> WORK TO COMPLETE
Pull every line with "walking" from the entries below.

Dataset entries:
_____

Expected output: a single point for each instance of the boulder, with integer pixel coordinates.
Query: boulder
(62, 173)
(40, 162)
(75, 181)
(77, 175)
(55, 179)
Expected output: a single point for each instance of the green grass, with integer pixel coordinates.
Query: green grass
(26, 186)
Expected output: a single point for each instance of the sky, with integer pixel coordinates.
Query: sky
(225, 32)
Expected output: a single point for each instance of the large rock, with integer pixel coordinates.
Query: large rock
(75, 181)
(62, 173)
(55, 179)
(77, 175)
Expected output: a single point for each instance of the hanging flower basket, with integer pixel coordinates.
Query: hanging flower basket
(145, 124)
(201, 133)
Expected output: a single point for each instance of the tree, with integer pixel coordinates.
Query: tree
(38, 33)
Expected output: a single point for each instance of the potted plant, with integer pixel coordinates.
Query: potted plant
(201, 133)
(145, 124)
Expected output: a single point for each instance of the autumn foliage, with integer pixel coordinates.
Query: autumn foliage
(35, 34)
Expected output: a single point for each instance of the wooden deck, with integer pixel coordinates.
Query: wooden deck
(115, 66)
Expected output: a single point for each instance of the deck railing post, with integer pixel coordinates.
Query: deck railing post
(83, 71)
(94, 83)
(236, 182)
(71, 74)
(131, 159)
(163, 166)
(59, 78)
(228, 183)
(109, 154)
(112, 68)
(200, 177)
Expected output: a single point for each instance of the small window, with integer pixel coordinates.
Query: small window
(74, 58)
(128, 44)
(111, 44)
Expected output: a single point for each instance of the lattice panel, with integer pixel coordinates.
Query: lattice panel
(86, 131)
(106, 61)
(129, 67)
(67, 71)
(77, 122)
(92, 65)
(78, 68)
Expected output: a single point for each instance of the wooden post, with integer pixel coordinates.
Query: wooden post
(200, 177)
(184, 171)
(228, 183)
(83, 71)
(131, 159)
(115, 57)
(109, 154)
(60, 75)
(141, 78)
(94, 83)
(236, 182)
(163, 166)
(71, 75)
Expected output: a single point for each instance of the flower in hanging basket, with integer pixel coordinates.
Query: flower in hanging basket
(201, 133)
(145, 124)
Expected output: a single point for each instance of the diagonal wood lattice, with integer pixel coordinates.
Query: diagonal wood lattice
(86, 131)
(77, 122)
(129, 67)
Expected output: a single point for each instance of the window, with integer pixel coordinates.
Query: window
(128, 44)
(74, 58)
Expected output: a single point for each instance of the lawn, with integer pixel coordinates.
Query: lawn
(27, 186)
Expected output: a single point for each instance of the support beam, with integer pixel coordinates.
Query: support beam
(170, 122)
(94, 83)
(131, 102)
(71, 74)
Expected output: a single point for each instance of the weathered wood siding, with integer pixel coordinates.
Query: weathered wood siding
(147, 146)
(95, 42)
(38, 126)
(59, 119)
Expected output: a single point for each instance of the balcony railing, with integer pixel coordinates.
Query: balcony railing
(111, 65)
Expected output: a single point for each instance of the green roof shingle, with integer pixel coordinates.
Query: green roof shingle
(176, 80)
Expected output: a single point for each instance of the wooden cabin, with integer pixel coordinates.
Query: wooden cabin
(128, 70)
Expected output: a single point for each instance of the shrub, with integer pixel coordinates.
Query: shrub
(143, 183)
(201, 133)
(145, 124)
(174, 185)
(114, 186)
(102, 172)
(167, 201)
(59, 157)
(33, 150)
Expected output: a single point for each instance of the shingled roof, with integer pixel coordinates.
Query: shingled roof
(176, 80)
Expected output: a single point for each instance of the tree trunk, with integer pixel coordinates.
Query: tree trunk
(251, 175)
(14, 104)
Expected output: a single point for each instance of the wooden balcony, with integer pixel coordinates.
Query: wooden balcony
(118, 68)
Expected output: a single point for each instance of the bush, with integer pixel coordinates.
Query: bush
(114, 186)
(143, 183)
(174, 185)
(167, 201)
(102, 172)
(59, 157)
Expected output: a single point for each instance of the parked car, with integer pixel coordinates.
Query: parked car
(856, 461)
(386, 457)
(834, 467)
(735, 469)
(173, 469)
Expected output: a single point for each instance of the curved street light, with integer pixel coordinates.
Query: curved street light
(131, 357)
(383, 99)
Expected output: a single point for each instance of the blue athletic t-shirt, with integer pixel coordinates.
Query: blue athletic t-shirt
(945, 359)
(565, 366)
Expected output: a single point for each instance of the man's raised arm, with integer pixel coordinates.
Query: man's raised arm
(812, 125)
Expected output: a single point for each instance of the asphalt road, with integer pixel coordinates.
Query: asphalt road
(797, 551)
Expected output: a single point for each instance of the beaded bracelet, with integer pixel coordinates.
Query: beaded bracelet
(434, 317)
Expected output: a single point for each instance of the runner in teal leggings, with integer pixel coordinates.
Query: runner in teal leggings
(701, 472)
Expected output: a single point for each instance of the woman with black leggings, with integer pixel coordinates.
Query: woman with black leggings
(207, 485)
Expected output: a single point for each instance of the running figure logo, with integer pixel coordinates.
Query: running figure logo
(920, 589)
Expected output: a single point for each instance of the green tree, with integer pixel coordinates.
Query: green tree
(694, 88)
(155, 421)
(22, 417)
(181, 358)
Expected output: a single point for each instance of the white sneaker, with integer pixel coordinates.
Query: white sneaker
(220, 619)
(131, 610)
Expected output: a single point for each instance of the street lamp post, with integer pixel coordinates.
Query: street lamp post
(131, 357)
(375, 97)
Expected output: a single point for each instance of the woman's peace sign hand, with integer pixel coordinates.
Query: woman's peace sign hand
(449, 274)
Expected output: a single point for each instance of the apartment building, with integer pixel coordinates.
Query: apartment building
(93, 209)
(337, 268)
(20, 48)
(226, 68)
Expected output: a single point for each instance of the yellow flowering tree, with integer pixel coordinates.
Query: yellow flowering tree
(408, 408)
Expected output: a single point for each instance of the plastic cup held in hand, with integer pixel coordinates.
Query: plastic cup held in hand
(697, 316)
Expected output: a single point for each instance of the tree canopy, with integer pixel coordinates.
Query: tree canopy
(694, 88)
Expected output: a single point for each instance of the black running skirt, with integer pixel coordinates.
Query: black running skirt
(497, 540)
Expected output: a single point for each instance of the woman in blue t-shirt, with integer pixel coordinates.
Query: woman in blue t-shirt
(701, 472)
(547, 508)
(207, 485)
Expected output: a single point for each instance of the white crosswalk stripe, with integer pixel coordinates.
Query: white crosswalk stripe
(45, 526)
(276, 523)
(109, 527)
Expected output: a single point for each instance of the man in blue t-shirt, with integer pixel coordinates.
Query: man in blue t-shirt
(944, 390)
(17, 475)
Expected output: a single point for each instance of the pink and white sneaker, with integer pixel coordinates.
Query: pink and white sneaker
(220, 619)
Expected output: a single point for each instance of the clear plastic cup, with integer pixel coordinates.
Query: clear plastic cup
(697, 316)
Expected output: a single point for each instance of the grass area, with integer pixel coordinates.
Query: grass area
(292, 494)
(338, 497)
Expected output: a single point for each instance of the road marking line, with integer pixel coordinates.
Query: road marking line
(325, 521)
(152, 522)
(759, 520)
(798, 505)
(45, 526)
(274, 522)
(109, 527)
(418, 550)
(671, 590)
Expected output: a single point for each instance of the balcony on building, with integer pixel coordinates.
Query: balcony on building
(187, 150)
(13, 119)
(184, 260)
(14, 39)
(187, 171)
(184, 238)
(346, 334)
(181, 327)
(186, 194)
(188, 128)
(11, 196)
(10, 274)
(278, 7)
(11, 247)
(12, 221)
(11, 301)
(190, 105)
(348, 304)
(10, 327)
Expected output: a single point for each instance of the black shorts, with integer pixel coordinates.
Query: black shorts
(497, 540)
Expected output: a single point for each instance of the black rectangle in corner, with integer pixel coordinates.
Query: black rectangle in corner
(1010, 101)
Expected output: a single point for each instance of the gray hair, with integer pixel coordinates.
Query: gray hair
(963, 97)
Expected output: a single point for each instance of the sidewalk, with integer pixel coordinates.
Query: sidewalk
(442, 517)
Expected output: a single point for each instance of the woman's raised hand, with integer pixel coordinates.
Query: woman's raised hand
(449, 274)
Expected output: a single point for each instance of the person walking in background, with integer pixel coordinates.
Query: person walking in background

_____

> WRITTEN ANSWER
Expected output: a single point for each instance of the person walking in background, with integer pixel coordinates.
Query: person walking in background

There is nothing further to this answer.